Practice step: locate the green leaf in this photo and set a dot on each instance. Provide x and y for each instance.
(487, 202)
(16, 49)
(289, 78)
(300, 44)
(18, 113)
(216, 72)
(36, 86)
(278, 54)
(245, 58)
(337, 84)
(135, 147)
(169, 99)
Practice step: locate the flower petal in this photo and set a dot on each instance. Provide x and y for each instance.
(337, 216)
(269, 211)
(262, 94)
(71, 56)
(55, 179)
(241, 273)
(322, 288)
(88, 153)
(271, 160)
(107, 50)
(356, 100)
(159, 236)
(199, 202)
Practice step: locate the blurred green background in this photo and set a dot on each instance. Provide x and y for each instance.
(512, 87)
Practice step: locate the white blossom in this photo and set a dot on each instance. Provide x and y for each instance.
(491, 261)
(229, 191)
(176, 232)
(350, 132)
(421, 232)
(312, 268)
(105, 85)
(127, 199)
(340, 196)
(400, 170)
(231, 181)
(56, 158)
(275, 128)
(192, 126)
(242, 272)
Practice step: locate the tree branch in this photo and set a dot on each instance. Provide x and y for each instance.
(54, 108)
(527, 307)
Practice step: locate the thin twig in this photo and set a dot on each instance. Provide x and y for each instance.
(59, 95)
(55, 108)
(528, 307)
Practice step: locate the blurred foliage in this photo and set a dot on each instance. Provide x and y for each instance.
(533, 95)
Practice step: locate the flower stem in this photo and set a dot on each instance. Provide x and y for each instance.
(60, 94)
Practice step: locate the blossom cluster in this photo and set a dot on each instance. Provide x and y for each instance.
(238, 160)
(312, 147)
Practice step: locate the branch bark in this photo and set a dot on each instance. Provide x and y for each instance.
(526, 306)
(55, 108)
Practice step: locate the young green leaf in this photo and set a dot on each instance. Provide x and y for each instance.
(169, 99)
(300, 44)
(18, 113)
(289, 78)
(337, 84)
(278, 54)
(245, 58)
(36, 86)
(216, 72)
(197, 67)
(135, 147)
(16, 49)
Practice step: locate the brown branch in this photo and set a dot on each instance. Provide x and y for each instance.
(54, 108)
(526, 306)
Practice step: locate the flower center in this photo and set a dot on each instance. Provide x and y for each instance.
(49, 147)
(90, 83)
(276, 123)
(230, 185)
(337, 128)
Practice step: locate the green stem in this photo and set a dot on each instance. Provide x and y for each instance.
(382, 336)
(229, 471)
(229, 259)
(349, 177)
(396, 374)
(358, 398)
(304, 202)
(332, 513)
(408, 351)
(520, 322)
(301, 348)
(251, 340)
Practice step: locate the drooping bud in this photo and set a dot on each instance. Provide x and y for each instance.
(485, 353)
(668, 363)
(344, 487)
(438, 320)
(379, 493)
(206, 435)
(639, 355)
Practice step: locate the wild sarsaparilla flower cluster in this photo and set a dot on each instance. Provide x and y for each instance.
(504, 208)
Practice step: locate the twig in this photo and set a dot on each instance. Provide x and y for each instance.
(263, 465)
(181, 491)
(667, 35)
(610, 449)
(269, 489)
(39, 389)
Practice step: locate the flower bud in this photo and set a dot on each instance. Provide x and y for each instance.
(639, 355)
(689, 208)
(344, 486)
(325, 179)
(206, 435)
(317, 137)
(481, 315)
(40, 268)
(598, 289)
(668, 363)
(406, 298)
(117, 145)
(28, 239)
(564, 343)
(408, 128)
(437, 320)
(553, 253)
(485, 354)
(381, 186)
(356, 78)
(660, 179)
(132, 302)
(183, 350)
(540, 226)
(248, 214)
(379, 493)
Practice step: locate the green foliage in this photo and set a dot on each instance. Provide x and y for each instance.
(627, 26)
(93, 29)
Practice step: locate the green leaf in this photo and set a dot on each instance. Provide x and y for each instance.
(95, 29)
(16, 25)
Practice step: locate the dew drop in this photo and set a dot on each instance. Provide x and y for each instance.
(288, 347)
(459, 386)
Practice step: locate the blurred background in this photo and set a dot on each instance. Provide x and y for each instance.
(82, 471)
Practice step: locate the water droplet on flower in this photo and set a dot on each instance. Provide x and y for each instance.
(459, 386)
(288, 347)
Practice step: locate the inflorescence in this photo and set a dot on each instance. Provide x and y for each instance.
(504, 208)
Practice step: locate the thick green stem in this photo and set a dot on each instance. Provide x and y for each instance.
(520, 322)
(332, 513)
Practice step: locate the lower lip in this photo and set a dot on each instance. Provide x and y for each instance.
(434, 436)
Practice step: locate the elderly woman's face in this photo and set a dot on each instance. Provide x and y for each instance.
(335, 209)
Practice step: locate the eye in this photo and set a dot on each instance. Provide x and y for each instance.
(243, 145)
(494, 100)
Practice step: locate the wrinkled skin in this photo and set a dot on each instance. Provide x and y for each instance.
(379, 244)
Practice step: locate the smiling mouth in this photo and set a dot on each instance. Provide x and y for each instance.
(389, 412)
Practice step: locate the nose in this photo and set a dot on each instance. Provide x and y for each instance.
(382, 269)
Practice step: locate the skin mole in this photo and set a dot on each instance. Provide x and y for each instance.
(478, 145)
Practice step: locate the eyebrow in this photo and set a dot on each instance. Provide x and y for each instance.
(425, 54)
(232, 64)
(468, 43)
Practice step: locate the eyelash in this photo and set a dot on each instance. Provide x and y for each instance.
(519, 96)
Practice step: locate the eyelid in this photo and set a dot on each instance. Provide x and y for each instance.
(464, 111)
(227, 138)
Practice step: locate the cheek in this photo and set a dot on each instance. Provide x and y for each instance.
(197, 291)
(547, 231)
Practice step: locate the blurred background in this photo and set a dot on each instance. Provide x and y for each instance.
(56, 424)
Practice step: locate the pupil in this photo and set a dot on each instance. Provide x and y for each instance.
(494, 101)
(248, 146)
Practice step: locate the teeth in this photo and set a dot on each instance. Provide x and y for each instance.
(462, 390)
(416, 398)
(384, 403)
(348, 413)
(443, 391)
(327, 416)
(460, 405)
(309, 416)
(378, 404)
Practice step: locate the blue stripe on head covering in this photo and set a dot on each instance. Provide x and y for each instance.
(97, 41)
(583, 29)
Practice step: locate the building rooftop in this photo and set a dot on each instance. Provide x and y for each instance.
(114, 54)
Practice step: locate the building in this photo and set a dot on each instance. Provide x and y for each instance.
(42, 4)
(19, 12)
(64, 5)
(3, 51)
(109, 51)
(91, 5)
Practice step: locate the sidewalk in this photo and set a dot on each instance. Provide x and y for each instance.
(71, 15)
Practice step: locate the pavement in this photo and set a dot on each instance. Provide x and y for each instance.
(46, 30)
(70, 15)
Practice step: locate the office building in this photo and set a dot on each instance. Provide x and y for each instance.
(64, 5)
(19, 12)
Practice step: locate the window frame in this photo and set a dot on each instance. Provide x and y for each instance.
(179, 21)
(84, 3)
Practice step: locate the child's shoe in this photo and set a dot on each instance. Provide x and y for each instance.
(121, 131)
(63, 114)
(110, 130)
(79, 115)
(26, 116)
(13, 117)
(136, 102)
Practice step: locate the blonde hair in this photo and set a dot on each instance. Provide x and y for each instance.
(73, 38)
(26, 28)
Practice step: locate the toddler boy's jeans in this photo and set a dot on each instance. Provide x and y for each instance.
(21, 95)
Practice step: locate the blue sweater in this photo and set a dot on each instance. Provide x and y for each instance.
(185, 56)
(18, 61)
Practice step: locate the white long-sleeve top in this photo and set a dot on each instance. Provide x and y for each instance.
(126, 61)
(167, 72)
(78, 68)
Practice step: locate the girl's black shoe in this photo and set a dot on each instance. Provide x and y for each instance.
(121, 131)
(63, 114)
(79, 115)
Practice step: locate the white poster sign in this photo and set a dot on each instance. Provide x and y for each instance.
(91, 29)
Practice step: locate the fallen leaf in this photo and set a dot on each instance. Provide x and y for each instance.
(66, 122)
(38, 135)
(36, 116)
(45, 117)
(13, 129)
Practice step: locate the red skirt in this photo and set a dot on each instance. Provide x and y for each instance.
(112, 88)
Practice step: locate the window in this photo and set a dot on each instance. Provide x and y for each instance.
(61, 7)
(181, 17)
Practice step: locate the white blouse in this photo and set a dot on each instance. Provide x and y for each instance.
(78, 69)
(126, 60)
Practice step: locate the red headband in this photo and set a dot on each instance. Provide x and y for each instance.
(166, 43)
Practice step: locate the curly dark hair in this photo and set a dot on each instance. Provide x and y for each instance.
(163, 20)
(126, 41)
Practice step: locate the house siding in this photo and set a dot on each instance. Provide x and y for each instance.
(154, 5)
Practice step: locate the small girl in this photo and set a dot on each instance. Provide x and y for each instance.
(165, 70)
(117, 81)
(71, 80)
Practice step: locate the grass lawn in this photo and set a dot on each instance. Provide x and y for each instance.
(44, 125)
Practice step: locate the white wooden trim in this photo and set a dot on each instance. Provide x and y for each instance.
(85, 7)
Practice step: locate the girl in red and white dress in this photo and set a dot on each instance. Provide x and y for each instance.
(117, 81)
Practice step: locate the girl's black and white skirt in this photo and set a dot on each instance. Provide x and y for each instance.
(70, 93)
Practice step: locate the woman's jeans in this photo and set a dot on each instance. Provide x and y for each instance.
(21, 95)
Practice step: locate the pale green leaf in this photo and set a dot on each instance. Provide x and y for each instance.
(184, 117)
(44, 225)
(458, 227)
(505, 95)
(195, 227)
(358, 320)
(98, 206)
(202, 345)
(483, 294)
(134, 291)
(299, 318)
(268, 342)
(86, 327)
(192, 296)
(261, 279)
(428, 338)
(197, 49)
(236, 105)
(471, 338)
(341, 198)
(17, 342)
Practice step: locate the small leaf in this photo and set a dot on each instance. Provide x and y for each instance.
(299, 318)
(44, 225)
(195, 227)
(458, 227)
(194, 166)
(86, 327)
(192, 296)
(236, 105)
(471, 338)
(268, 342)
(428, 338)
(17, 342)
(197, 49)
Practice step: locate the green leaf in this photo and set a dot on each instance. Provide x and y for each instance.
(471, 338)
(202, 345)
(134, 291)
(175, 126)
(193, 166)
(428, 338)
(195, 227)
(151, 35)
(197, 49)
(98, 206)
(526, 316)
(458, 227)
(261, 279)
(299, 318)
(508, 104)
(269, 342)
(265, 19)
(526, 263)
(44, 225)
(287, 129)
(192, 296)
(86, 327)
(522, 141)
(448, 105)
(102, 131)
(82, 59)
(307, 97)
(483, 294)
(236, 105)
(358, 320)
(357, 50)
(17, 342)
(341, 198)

• • • • •

Quote exactly and only the lines from the one holding "Practice step: locate the pale" through the end of the data.

Practice step: locate the pale green leaf in this photo and set a dot on each instance. Provide x and y for each instance.
(184, 117)
(44, 225)
(458, 227)
(505, 95)
(195, 227)
(358, 320)
(98, 206)
(202, 345)
(483, 294)
(134, 291)
(299, 318)
(268, 342)
(86, 327)
(192, 296)
(261, 279)
(428, 338)
(197, 49)
(236, 105)
(471, 338)
(341, 198)
(17, 342)
Practice step: locate the small leaf in this photo and set a dot on each instance. Provide x and y for each instance.
(299, 318)
(44, 225)
(195, 227)
(458, 227)
(194, 166)
(86, 327)
(192, 296)
(236, 105)
(471, 338)
(268, 342)
(428, 338)
(17, 342)
(197, 49)
Practice step: locate the green leaf in this photo and set a dot on each instance. Provide x and y for each instance.
(471, 338)
(202, 345)
(134, 291)
(175, 126)
(193, 166)
(428, 338)
(195, 227)
(151, 35)
(197, 49)
(98, 206)
(526, 316)
(458, 227)
(261, 279)
(299, 318)
(508, 104)
(269, 342)
(265, 19)
(526, 263)
(44, 225)
(287, 129)
(192, 296)
(86, 327)
(522, 141)
(448, 105)
(102, 131)
(82, 59)
(307, 97)
(483, 294)
(236, 105)
(358, 320)
(357, 50)
(17, 342)
(341, 198)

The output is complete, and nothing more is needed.